[Image boundary labeling items]
** BEGIN **

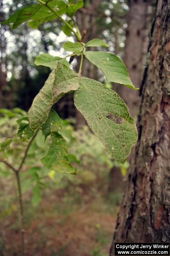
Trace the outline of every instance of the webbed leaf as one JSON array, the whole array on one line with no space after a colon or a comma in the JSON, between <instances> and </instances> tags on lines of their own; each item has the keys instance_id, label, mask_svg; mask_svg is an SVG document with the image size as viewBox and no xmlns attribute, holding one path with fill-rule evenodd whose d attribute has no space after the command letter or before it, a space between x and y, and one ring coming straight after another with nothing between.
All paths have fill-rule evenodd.
<instances>
[{"instance_id":1,"label":"webbed leaf","mask_svg":"<svg viewBox=\"0 0 170 256\"><path fill-rule=\"evenodd\" d=\"M89 46L97 46L98 47L100 46L106 46L109 47L109 45L108 45L104 41L101 40L100 39L92 39L89 41L85 45L86 47Z\"/></svg>"},{"instance_id":2,"label":"webbed leaf","mask_svg":"<svg viewBox=\"0 0 170 256\"><path fill-rule=\"evenodd\" d=\"M58 131L61 128L61 121L56 111L51 109L45 124L42 126L43 134L45 139L50 134L52 143L46 155L41 159L43 164L48 169L62 173L76 174L74 169L69 162L66 140Z\"/></svg>"},{"instance_id":3,"label":"webbed leaf","mask_svg":"<svg viewBox=\"0 0 170 256\"><path fill-rule=\"evenodd\" d=\"M45 122L54 103L66 93L77 90L79 86L78 74L65 65L56 62L56 67L34 98L28 111L30 125L32 129L38 128Z\"/></svg>"},{"instance_id":4,"label":"webbed leaf","mask_svg":"<svg viewBox=\"0 0 170 256\"><path fill-rule=\"evenodd\" d=\"M99 82L82 77L74 93L75 104L113 158L122 162L135 145L137 133L123 101Z\"/></svg>"},{"instance_id":5,"label":"webbed leaf","mask_svg":"<svg viewBox=\"0 0 170 256\"><path fill-rule=\"evenodd\" d=\"M70 64L65 58L61 58L57 56L52 56L48 53L42 53L37 57L34 62L37 66L45 66L49 67L56 67L56 61L69 67Z\"/></svg>"},{"instance_id":6,"label":"webbed leaf","mask_svg":"<svg viewBox=\"0 0 170 256\"><path fill-rule=\"evenodd\" d=\"M135 90L125 65L114 54L104 52L85 52L87 59L100 68L108 81L122 84Z\"/></svg>"}]
</instances>

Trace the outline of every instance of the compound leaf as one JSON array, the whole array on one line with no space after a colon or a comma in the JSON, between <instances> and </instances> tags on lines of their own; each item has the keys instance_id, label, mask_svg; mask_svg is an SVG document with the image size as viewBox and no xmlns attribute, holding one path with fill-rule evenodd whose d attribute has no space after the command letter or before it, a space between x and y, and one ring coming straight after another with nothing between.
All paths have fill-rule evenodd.
<instances>
[{"instance_id":1,"label":"compound leaf","mask_svg":"<svg viewBox=\"0 0 170 256\"><path fill-rule=\"evenodd\" d=\"M90 61L101 69L108 81L138 89L132 84L122 61L114 54L91 51L86 52L84 54Z\"/></svg>"},{"instance_id":2,"label":"compound leaf","mask_svg":"<svg viewBox=\"0 0 170 256\"><path fill-rule=\"evenodd\" d=\"M78 9L83 7L83 0L79 0L76 4L69 5L67 11L68 16L72 18Z\"/></svg>"},{"instance_id":3,"label":"compound leaf","mask_svg":"<svg viewBox=\"0 0 170 256\"><path fill-rule=\"evenodd\" d=\"M85 44L85 46L86 47L89 46L97 46L99 47L100 46L105 46L107 47L109 47L109 45L108 45L103 40L101 40L100 39L92 39L92 40L90 40L87 43Z\"/></svg>"},{"instance_id":4,"label":"compound leaf","mask_svg":"<svg viewBox=\"0 0 170 256\"><path fill-rule=\"evenodd\" d=\"M6 20L1 23L1 24L10 25L13 29L17 27L23 22L32 18L42 6L41 5L37 5L25 7L19 10Z\"/></svg>"},{"instance_id":5,"label":"compound leaf","mask_svg":"<svg viewBox=\"0 0 170 256\"><path fill-rule=\"evenodd\" d=\"M71 27L73 28L74 27L74 22L72 20L68 20L67 22ZM62 30L66 36L71 36L72 35L72 31L69 28L67 27L67 25L66 24L63 26L62 28Z\"/></svg>"},{"instance_id":6,"label":"compound leaf","mask_svg":"<svg viewBox=\"0 0 170 256\"><path fill-rule=\"evenodd\" d=\"M46 155L41 159L43 164L48 169L58 171L62 173L76 174L74 169L69 162L69 155L66 140L58 132L61 129L61 121L56 111L51 109L48 118L42 126L45 136L51 135L52 143Z\"/></svg>"},{"instance_id":7,"label":"compound leaf","mask_svg":"<svg viewBox=\"0 0 170 256\"><path fill-rule=\"evenodd\" d=\"M81 78L74 93L75 105L113 158L121 162L136 143L137 133L123 100L115 92L94 80Z\"/></svg>"},{"instance_id":8,"label":"compound leaf","mask_svg":"<svg viewBox=\"0 0 170 256\"><path fill-rule=\"evenodd\" d=\"M69 67L70 64L65 58L61 58L57 56L52 56L48 53L42 53L37 57L34 62L37 66L45 66L49 67L54 68L56 67L56 61Z\"/></svg>"}]
</instances>

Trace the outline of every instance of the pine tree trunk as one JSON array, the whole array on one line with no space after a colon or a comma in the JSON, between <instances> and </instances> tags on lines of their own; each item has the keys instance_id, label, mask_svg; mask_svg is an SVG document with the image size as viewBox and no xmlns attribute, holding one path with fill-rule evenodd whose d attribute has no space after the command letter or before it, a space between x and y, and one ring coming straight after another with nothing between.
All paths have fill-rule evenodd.
<instances>
[{"instance_id":1,"label":"pine tree trunk","mask_svg":"<svg viewBox=\"0 0 170 256\"><path fill-rule=\"evenodd\" d=\"M141 89L139 138L114 242L170 241L170 0L158 0Z\"/></svg>"},{"instance_id":2,"label":"pine tree trunk","mask_svg":"<svg viewBox=\"0 0 170 256\"><path fill-rule=\"evenodd\" d=\"M132 83L137 88L141 84L149 44L153 9L150 2L145 0L129 1L123 61ZM121 90L120 94L127 104L131 115L134 117L139 105L138 91L127 87Z\"/></svg>"}]
</instances>

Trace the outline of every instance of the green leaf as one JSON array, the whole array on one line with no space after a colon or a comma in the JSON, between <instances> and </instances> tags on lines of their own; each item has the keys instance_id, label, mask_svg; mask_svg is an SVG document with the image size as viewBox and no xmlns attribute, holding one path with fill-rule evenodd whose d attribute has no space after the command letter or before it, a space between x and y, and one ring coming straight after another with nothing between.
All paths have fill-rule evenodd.
<instances>
[{"instance_id":1,"label":"green leaf","mask_svg":"<svg viewBox=\"0 0 170 256\"><path fill-rule=\"evenodd\" d=\"M110 82L122 84L135 90L123 62L112 53L104 52L89 51L84 53L87 59L99 67L106 79Z\"/></svg>"},{"instance_id":2,"label":"green leaf","mask_svg":"<svg viewBox=\"0 0 170 256\"><path fill-rule=\"evenodd\" d=\"M109 47L109 45L106 43L104 41L101 40L100 39L92 39L89 41L85 44L86 47L90 46L106 46Z\"/></svg>"},{"instance_id":3,"label":"green leaf","mask_svg":"<svg viewBox=\"0 0 170 256\"><path fill-rule=\"evenodd\" d=\"M84 48L84 46L80 43L77 42L73 43L68 41L63 45L66 51L72 52L76 53L81 53Z\"/></svg>"},{"instance_id":4,"label":"green leaf","mask_svg":"<svg viewBox=\"0 0 170 256\"><path fill-rule=\"evenodd\" d=\"M48 2L48 5L55 10L60 15L66 13L67 11L67 5L63 1L61 0L53 0ZM57 18L56 15L50 11L46 6L41 5L41 9L31 18L28 22L31 27L38 28L42 23ZM38 21L35 23L35 21Z\"/></svg>"},{"instance_id":5,"label":"green leaf","mask_svg":"<svg viewBox=\"0 0 170 256\"><path fill-rule=\"evenodd\" d=\"M76 174L75 170L69 162L67 157L68 152L66 141L57 132L52 132L52 143L48 153L41 159L43 164L50 170L58 171L62 173Z\"/></svg>"},{"instance_id":6,"label":"green leaf","mask_svg":"<svg viewBox=\"0 0 170 256\"><path fill-rule=\"evenodd\" d=\"M67 67L70 66L69 63L65 58L61 58L57 56L52 56L48 53L42 53L38 56L34 62L37 66L45 66L49 67L54 68L56 67L56 61L64 64Z\"/></svg>"},{"instance_id":7,"label":"green leaf","mask_svg":"<svg viewBox=\"0 0 170 256\"><path fill-rule=\"evenodd\" d=\"M107 151L118 162L129 155L137 132L125 102L115 92L97 81L82 78L75 104Z\"/></svg>"},{"instance_id":8,"label":"green leaf","mask_svg":"<svg viewBox=\"0 0 170 256\"><path fill-rule=\"evenodd\" d=\"M72 18L78 9L83 7L83 0L79 0L76 4L70 5L67 11L68 16Z\"/></svg>"},{"instance_id":9,"label":"green leaf","mask_svg":"<svg viewBox=\"0 0 170 256\"><path fill-rule=\"evenodd\" d=\"M25 117L17 121L19 126L16 136L20 137L22 140L29 139L34 134L34 131L29 127L27 117Z\"/></svg>"},{"instance_id":10,"label":"green leaf","mask_svg":"<svg viewBox=\"0 0 170 256\"><path fill-rule=\"evenodd\" d=\"M28 118L27 117L22 117L18 119L17 122L19 125L19 128L17 134L12 139L8 139L5 142L0 143L0 151L2 153L0 154L0 158L6 158L5 151L6 149L12 142L17 141L17 137L19 137L23 141L29 139L33 136L34 131L29 127Z\"/></svg>"},{"instance_id":11,"label":"green leaf","mask_svg":"<svg viewBox=\"0 0 170 256\"><path fill-rule=\"evenodd\" d=\"M33 16L42 6L41 5L37 5L24 7L11 15L8 20L1 22L1 24L10 25L13 29L15 28Z\"/></svg>"},{"instance_id":12,"label":"green leaf","mask_svg":"<svg viewBox=\"0 0 170 256\"><path fill-rule=\"evenodd\" d=\"M74 22L72 20L68 20L67 22L71 27L73 28L74 27ZM64 34L67 36L71 36L72 35L72 31L71 29L67 26L66 24L64 25L62 28L62 30L64 33Z\"/></svg>"},{"instance_id":13,"label":"green leaf","mask_svg":"<svg viewBox=\"0 0 170 256\"><path fill-rule=\"evenodd\" d=\"M61 120L57 112L51 108L50 114L45 122L42 126L42 134L45 137L45 140L51 131L58 131L61 128Z\"/></svg>"},{"instance_id":14,"label":"green leaf","mask_svg":"<svg viewBox=\"0 0 170 256\"><path fill-rule=\"evenodd\" d=\"M45 166L50 170L62 173L76 174L75 170L69 162L66 141L58 132L61 128L60 121L58 114L51 109L49 116L42 126L45 139L50 134L52 142L46 155L41 160Z\"/></svg>"},{"instance_id":15,"label":"green leaf","mask_svg":"<svg viewBox=\"0 0 170 256\"><path fill-rule=\"evenodd\" d=\"M46 120L53 105L66 93L77 90L79 76L65 65L57 61L42 88L28 111L30 127L40 127Z\"/></svg>"},{"instance_id":16,"label":"green leaf","mask_svg":"<svg viewBox=\"0 0 170 256\"><path fill-rule=\"evenodd\" d=\"M36 186L32 189L33 195L31 198L31 203L35 206L36 206L41 200L40 189L38 186Z\"/></svg>"},{"instance_id":17,"label":"green leaf","mask_svg":"<svg viewBox=\"0 0 170 256\"><path fill-rule=\"evenodd\" d=\"M31 188L32 185L32 181L31 179L27 179L21 182L22 193L25 193Z\"/></svg>"}]
</instances>

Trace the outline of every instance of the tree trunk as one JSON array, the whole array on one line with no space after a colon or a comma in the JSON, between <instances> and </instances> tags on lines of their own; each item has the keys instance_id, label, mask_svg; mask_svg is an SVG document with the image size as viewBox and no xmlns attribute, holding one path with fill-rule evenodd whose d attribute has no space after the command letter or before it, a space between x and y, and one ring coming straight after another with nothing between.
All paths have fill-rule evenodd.
<instances>
[{"instance_id":1,"label":"tree trunk","mask_svg":"<svg viewBox=\"0 0 170 256\"><path fill-rule=\"evenodd\" d=\"M132 83L135 87L139 87L147 51L153 8L151 1L129 0L129 2L123 61ZM138 91L127 87L121 90L119 94L128 105L131 115L134 117L139 106Z\"/></svg>"},{"instance_id":2,"label":"tree trunk","mask_svg":"<svg viewBox=\"0 0 170 256\"><path fill-rule=\"evenodd\" d=\"M101 0L91 0L89 7L87 7L85 6L86 2L84 1L85 5L84 12L79 10L76 14L77 23L80 32L82 34L83 31L85 31L85 33L87 33L87 35L85 36L85 38L83 39L83 42L85 42L96 38L96 18L93 16L91 14L97 8L101 2ZM88 49L89 51L94 50L93 47L90 47ZM80 57L77 58L76 71L78 72L79 70L80 62ZM89 66L88 70L88 64ZM88 61L85 58L84 58L82 69L82 75L91 79L95 79L96 78L95 77L95 69L94 65ZM76 128L78 129L82 128L85 125L87 124L87 122L82 114L77 110L76 110Z\"/></svg>"},{"instance_id":3,"label":"tree trunk","mask_svg":"<svg viewBox=\"0 0 170 256\"><path fill-rule=\"evenodd\" d=\"M141 89L139 138L114 242L170 241L170 0L158 0Z\"/></svg>"}]
</instances>

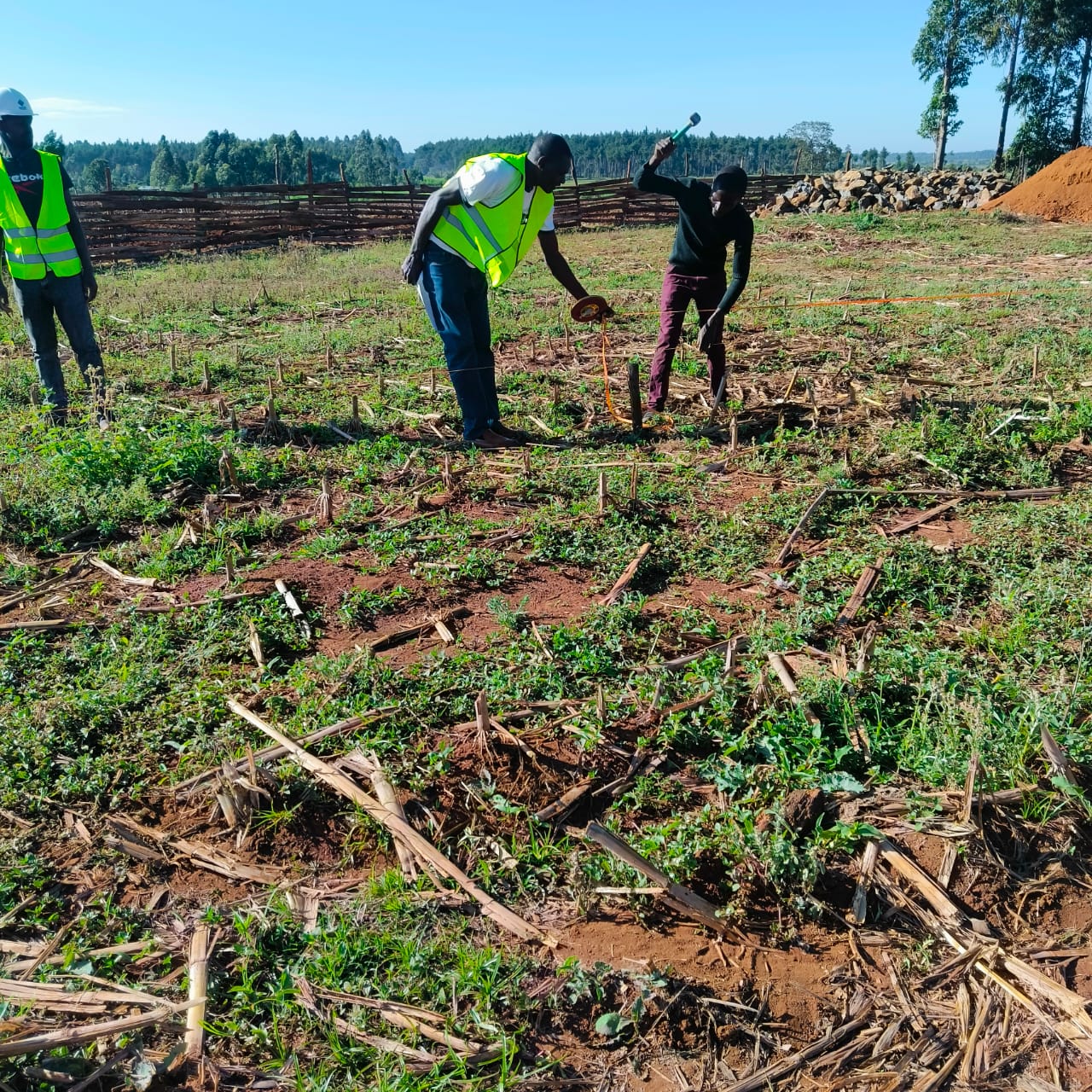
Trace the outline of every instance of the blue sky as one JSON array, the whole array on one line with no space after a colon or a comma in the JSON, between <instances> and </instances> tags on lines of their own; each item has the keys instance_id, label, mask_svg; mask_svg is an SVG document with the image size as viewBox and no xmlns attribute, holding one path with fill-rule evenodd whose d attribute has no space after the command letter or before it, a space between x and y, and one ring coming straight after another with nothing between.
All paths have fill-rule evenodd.
<instances>
[{"instance_id":1,"label":"blue sky","mask_svg":"<svg viewBox=\"0 0 1092 1092\"><path fill-rule=\"evenodd\" d=\"M68 140L370 129L408 151L446 136L665 130L698 110L699 134L820 120L842 146L894 154L928 146L916 135L928 88L910 60L926 8L13 2L0 85L31 98L39 134ZM1000 78L983 66L960 93L950 149L995 145Z\"/></svg>"}]
</instances>

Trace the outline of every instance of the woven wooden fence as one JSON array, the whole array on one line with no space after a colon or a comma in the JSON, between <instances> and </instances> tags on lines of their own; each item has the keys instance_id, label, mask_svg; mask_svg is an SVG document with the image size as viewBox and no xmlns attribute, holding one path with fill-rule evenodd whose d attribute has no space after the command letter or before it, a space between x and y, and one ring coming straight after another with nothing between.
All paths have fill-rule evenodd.
<instances>
[{"instance_id":1,"label":"woven wooden fence","mask_svg":"<svg viewBox=\"0 0 1092 1092\"><path fill-rule=\"evenodd\" d=\"M769 201L797 176L756 175L745 204ZM352 246L412 234L427 187L250 186L222 190L114 190L75 198L98 262L143 261L171 253L244 250L287 240ZM558 227L669 224L675 202L641 193L629 179L565 186L556 194Z\"/></svg>"}]
</instances>

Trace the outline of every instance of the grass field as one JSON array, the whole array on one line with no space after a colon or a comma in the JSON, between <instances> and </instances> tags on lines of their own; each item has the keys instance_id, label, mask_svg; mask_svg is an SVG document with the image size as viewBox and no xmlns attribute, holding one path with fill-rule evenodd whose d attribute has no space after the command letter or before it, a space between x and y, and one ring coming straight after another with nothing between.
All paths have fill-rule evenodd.
<instances>
[{"instance_id":1,"label":"grass field","mask_svg":"<svg viewBox=\"0 0 1092 1092\"><path fill-rule=\"evenodd\" d=\"M104 270L106 431L0 317L0 1089L1088 1087L1092 229L758 228L641 435L670 230L521 268L502 454L401 245Z\"/></svg>"}]
</instances>

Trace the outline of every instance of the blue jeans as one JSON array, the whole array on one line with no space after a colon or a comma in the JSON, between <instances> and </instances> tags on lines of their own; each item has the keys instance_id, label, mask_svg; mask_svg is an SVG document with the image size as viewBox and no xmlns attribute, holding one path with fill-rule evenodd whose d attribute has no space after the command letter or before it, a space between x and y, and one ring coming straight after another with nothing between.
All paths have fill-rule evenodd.
<instances>
[{"instance_id":1,"label":"blue jeans","mask_svg":"<svg viewBox=\"0 0 1092 1092\"><path fill-rule=\"evenodd\" d=\"M463 415L463 439L476 440L500 423L485 274L430 242L417 295L443 342L448 375Z\"/></svg>"},{"instance_id":2,"label":"blue jeans","mask_svg":"<svg viewBox=\"0 0 1092 1092\"><path fill-rule=\"evenodd\" d=\"M64 373L61 371L60 357L57 355L55 316L68 334L69 344L72 346L84 381L96 384L98 395L102 397L106 385L103 355L95 341L91 312L83 295L83 278L79 274L55 276L52 273L46 273L40 281L20 281L12 277L12 292L19 306L19 313L23 316L26 336L31 339L38 378L54 408L64 410L68 406Z\"/></svg>"}]
</instances>

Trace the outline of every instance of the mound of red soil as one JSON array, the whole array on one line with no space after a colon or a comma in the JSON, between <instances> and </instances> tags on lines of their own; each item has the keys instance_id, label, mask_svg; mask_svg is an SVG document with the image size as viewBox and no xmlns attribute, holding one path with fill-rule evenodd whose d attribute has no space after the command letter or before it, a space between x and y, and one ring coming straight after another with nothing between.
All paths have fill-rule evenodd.
<instances>
[{"instance_id":1,"label":"mound of red soil","mask_svg":"<svg viewBox=\"0 0 1092 1092\"><path fill-rule=\"evenodd\" d=\"M982 207L1092 224L1092 147L1067 152Z\"/></svg>"}]
</instances>

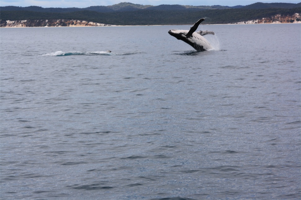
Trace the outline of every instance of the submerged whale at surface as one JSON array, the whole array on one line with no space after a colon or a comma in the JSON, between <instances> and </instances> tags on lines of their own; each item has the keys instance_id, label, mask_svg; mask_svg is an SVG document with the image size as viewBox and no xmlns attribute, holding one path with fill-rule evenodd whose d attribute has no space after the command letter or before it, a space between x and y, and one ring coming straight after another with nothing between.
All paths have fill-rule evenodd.
<instances>
[{"instance_id":1,"label":"submerged whale at surface","mask_svg":"<svg viewBox=\"0 0 301 200\"><path fill-rule=\"evenodd\" d=\"M178 40L181 40L185 42L198 51L210 50L213 49L213 48L203 35L207 34L214 35L214 33L207 31L195 32L201 23L205 19L200 19L195 23L189 31L171 30L168 31L168 33Z\"/></svg>"}]
</instances>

** END **

Please collect every line in the listing above that contains the string "fence".

• Solution to this task:
Trace the outline of every instance of the woven wooden fence as one JSON array, the whole array on one line with no space after a colon or a comma in the JSON, between <instances> and </instances> tags on lines of their own; each item has the keys instance_id, label, mask_svg; mask_svg is an SVG document with the image size as viewBox and no xmlns attribute, holding one path with fill-rule evenodd whose d attribute has no space after the command letter or before it, a space between x and y, and one ring coming straight after another with nothing between.
[{"instance_id":1,"label":"woven wooden fence","mask_svg":"<svg viewBox=\"0 0 1092 1092\"><path fill-rule=\"evenodd\" d=\"M769 201L797 176L756 175L745 204ZM352 246L412 234L427 187L250 186L222 190L114 190L75 198L98 262L143 261L171 253L244 250L287 240ZM558 227L669 224L675 202L641 193L629 179L565 186L556 194Z\"/></svg>"}]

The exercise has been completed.